- Data excerpts -
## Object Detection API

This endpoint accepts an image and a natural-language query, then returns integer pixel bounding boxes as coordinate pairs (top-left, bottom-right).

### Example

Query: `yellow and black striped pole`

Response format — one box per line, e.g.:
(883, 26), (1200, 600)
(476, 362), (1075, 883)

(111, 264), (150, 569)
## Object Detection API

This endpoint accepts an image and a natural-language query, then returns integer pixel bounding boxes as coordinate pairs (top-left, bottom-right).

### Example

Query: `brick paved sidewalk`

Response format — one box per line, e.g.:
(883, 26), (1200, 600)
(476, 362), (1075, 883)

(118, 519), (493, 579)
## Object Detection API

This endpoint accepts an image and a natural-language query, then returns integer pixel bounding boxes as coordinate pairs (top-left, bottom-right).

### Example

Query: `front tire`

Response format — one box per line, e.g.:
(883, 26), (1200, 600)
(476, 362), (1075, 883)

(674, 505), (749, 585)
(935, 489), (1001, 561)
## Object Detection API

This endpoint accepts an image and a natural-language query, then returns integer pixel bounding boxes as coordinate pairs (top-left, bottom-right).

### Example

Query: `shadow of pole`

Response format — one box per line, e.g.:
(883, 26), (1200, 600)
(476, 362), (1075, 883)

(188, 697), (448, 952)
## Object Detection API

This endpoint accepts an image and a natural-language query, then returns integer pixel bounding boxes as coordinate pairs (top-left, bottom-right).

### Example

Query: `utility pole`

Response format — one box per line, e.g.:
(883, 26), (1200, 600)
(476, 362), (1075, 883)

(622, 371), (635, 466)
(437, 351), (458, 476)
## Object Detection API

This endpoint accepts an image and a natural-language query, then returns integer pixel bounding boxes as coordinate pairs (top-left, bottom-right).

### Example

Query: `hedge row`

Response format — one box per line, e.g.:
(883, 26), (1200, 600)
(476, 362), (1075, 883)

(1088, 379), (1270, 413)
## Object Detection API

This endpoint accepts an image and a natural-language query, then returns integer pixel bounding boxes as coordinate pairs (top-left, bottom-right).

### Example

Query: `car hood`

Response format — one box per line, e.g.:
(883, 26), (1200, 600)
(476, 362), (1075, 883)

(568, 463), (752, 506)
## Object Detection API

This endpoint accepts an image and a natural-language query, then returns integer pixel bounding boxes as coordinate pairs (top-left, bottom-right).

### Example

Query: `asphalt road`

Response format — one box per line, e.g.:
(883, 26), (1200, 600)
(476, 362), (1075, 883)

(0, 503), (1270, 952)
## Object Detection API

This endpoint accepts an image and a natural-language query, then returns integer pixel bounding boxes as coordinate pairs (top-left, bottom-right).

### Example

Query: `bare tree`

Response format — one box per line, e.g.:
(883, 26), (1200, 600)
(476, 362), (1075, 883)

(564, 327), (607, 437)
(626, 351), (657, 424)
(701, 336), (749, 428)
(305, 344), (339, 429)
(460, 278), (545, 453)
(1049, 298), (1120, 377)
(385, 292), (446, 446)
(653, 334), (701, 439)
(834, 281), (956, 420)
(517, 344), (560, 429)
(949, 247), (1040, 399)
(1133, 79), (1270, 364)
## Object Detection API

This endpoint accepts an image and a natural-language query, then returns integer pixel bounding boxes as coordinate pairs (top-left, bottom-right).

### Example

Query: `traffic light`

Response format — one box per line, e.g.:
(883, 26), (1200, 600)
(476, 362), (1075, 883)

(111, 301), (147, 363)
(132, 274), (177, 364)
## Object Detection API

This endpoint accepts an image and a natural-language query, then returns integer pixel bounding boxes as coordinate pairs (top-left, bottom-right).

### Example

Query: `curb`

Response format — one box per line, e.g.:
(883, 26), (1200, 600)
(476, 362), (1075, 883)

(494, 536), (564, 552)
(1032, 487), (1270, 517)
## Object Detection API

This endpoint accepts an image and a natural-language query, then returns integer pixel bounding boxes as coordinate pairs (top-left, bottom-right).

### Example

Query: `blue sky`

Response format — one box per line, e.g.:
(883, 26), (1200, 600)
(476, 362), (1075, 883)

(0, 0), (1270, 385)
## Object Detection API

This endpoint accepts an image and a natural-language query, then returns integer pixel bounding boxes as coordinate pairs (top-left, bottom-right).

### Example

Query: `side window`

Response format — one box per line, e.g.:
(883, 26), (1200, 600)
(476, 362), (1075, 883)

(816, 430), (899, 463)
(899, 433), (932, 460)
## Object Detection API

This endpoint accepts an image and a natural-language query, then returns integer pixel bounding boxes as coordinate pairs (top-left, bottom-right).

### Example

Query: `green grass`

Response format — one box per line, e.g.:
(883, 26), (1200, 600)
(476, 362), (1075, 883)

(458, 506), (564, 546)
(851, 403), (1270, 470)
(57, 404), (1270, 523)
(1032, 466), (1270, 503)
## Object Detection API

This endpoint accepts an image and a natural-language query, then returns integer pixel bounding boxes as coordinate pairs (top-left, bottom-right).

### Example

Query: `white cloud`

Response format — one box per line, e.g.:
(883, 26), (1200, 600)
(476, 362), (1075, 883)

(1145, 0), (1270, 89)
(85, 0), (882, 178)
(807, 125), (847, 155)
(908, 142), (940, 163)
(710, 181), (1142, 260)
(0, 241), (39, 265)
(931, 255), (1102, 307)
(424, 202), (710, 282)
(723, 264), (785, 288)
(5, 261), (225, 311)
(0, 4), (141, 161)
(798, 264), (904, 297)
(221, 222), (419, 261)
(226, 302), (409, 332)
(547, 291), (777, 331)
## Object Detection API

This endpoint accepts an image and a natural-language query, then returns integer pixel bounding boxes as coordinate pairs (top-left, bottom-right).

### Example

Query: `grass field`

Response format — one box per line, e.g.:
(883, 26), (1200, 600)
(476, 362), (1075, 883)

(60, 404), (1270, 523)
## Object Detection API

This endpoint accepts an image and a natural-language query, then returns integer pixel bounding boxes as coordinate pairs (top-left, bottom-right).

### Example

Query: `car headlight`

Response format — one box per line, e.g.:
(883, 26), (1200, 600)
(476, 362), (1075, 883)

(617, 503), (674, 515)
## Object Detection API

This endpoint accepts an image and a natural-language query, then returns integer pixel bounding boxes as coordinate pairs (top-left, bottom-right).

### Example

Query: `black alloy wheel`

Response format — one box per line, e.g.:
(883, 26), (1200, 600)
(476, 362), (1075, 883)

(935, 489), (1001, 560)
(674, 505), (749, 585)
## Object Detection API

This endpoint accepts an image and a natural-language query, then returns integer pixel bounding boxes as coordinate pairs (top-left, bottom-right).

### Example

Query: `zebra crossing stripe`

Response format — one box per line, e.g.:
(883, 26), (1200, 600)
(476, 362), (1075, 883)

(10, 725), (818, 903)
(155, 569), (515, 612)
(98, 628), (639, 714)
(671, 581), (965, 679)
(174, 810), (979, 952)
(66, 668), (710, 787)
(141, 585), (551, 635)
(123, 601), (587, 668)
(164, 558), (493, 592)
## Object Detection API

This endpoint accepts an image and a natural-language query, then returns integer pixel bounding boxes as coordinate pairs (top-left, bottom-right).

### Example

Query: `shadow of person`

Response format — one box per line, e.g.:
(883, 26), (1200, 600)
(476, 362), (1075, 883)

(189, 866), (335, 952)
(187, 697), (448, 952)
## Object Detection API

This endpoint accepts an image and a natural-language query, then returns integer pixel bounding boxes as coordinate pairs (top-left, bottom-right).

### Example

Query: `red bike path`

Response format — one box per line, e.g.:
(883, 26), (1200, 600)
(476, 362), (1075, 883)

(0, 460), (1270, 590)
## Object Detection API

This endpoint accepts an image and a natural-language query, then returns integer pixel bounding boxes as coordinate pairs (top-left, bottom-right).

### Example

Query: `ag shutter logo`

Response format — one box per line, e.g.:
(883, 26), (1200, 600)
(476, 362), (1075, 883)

- What to produce -
Copy out the whole listing, exactly as written.

- Answer -
## Object Detection API

This endpoint accepts an image and a natural-language query, then returns integer pixel bounding boxes as coordinate pairs (top-left, bottom-right).

### Example

Query: `yellow and black striped pole`

Response format — one box per line, e.g.:
(883, 26), (1200, 600)
(476, 362), (1075, 883)

(111, 264), (150, 569)
## Object Detection API

This endpoint accepts an image and a natural-language query, then returns integer pixel bounding boxes as coordinate pairs (top-left, bottom-right).

### Example

Query: `brick paved sidewalk`

Response format — one box per line, e.g.:
(883, 26), (1200, 600)
(476, 362), (1075, 883)

(118, 519), (493, 579)
## Object Detection API

This endpoint accepts an image and a natural-language query, then returns integer pixel bounding boxes as coordinate pairs (top-left, bottom-right).

### Example

Query: `front tire`

Response format — one box per line, e.g.:
(883, 26), (1200, 600)
(476, 362), (1075, 883)

(674, 505), (749, 585)
(935, 489), (1001, 561)
## Object Detection API

This endpoint accepts an image and a natural-language query, then returns integer pixel bounding boxes as coordinate pairs (top-left, bottom-right).

### Example

Query: `shadow of pole`

Response format — one box per line, e.g.:
(883, 26), (1200, 600)
(476, 362), (1075, 883)

(188, 697), (448, 952)
## Object Detection API

This endpoint accepts an image and a natural-language query, then returns integer pixel bounding boxes as coordinate pairs (top-left, bottom-right).

### Example

Query: `utility pole`

Response format — one box per line, e.g.:
(883, 26), (1200, 600)
(476, 362), (1075, 883)

(622, 371), (635, 466)
(437, 351), (458, 476)
## Object Detection API

This endpoint accepts an image and a natural-language query, then returns integer pixel bounding boxes as coordinate pairs (top-left, bottom-right).

### Example

Query: `hedge row`

Response format — one box per line, e.g.:
(883, 26), (1200, 600)
(476, 362), (1075, 883)

(1088, 379), (1270, 413)
## Object Detection API

This endpoint accepts an image and a natural-language query, then returns integer pixel bounding boxes as coordinate pairs (top-left, bottom-right).

### Example

Query: `car hood`

Response format — one box per line, e.g.:
(883, 26), (1200, 600)
(476, 362), (1075, 883)

(568, 463), (752, 506)
## Object Detection API

This endpoint accepts an image and a natural-language query, then returns integer pixel bounding boxes as coordinate pairs (top-left, bottom-right).

### Example

Query: `asphalt road`

Response format — one box per line, e.g.:
(883, 26), (1200, 600)
(476, 362), (1075, 883)

(0, 503), (1270, 952)
## Object Detection API

This endpoint accepts an image and a natural-language query, then returns integer pixel bounding boxes as coordinate pairs (top-left, bottom-right).

### Example

Query: `bare tree`

Response format — one box per line, e.g.:
(883, 26), (1200, 600)
(476, 362), (1075, 883)

(564, 327), (607, 437)
(626, 351), (657, 424)
(701, 336), (749, 428)
(305, 344), (339, 429)
(460, 278), (545, 453)
(1049, 298), (1120, 377)
(385, 292), (446, 446)
(653, 334), (701, 439)
(834, 281), (956, 420)
(517, 344), (560, 429)
(949, 247), (1040, 399)
(1133, 79), (1270, 364)
## Object Detection API

This endpoint accepts an image and a natural-language query, then returns integer pixel bounding boxes as coordinate pairs (top-left, bottom-right).

### Example

Query: `traffic light`

Response format — one box per line, e.g.:
(883, 26), (1200, 600)
(476, 362), (1075, 883)

(111, 301), (147, 363)
(132, 274), (177, 364)
## Object Detection API

This endpoint accepts an image and a natural-language query, then returns integer pixel bounding boxes as coordinate pairs (top-left, bottom-right).

### Example

Query: `curb`

Response format — one box per line, e.g.:
(883, 26), (1200, 600)
(476, 362), (1075, 883)

(494, 536), (564, 552)
(1032, 487), (1270, 517)
## Object Detection API

This endpoint accepts an image and a natural-language query, then returns integer pixel bounding boxes as coordinate pairs (top-left, bottom-right).

### Example

Query: `blue sky`

Response format — one box per line, e.g.:
(883, 26), (1200, 600)
(476, 362), (1075, 883)

(0, 0), (1270, 385)
## Object Detection API

This endpoint accepts an image and a natural-language query, then returns integer pixel bounding boxes as coordinate pairs (top-left, bottom-right).

### Example

Query: `side window`

Response format — one box per line, e.g.:
(883, 26), (1200, 600)
(476, 362), (1075, 883)

(816, 430), (899, 463)
(899, 433), (932, 460)
## Object Detection API

This endpoint accepts an image and a natural-language query, then returns integer pixel bounding boxes as coordinate pairs (top-left, bottom-right).

### Example

Query: `green grass`

Response format — one box per line, e.g.:
(883, 26), (1200, 600)
(476, 362), (1075, 883)

(458, 506), (564, 546)
(851, 403), (1270, 470)
(57, 404), (1270, 523)
(1032, 466), (1270, 503)
## Object Detection API

This endpoint accepts an image and a natural-language query, then returns integer pixel bounding boxes as coordinate pairs (top-left, bottom-right).

### Example

Query: `white cloud`

Response format — one box per line, e.g.:
(883, 26), (1200, 600)
(476, 362), (1075, 883)

(1145, 0), (1270, 89)
(85, 0), (882, 178)
(807, 125), (847, 155)
(908, 142), (940, 163)
(710, 181), (1142, 260)
(0, 241), (39, 265)
(931, 255), (1102, 307)
(424, 202), (710, 282)
(723, 264), (785, 288)
(5, 261), (225, 311)
(0, 4), (141, 161)
(798, 264), (904, 297)
(221, 222), (419, 261)
(226, 302), (409, 332)
(547, 291), (777, 331)
## Object Detection API

This endpoint accepts an image and a natural-language query, then returns integer pixel bounding boxes as coordinate pairs (top-left, bottom-right).

### Example

Query: `grass field`

Response format — one box per line, e.g.:
(883, 26), (1200, 600)
(476, 362), (1075, 883)

(60, 404), (1270, 523)
## Object Detection API

This endpoint accepts an image and a natural-language query, then returns integer pixel bounding boxes as coordinate pairs (top-left, bottom-right).

### Example

Query: `car headlight`

Response format — one box per line, e.g.:
(883, 26), (1200, 600)
(476, 362), (1075, 883)

(617, 503), (674, 515)
## Object Detection API

This endpoint accepts an image and a natural-language query, then returns integer pixel bounding boxes as coordinate pairs (top-left, bottom-right).

### Example

Query: `black alloy wheel`

Response format — one box per line, e.g.:
(883, 26), (1200, 600)
(476, 362), (1075, 883)

(935, 489), (1001, 560)
(674, 505), (749, 585)
## Object Detection API

This endpoint accepts an image and a natural-language query, then returns integer pixel bounding boxes as coordinate pairs (top-left, bottom-right).

### Example

Query: `zebra crossing stripe`

Response format — one box per line, e.g.:
(883, 26), (1200, 600)
(476, 362), (1075, 883)

(10, 725), (818, 903)
(155, 569), (515, 612)
(98, 628), (639, 714)
(671, 581), (965, 679)
(174, 810), (979, 952)
(66, 668), (710, 787)
(141, 585), (551, 635)
(123, 601), (587, 668)
(164, 558), (493, 592)
## Object Detection API

This endpoint accepts an image and a natural-language query, then returns integer pixel bounding boxes as coordinate pairs (top-left, bottom-right).

### Example

Query: `shadow of person`

Response format — one box per line, e.g.:
(883, 26), (1200, 600)
(476, 362), (1075, 883)

(189, 866), (335, 952)
(187, 697), (448, 952)
## Object Detection API

This endpoint accepts an image and a natural-language query, then returns integer pixel bounding boxes as coordinate pairs (top-left, bottom-right).

### Example

Query: `red bike path`

Response format — one box per line, e.g.:
(883, 26), (1200, 600)
(476, 362), (1075, 883)

(0, 460), (1270, 590)
## Object Detection API

This endpoint accepts an image and a natural-language query, then returns integer pixel bounding boxes as coordinate pairs (top-left, bottom-right).

### Example

Query: `ag shutter logo`

Response format — one box per line, e.g.:
(883, 26), (1200, 600)
(476, 362), (1075, 883)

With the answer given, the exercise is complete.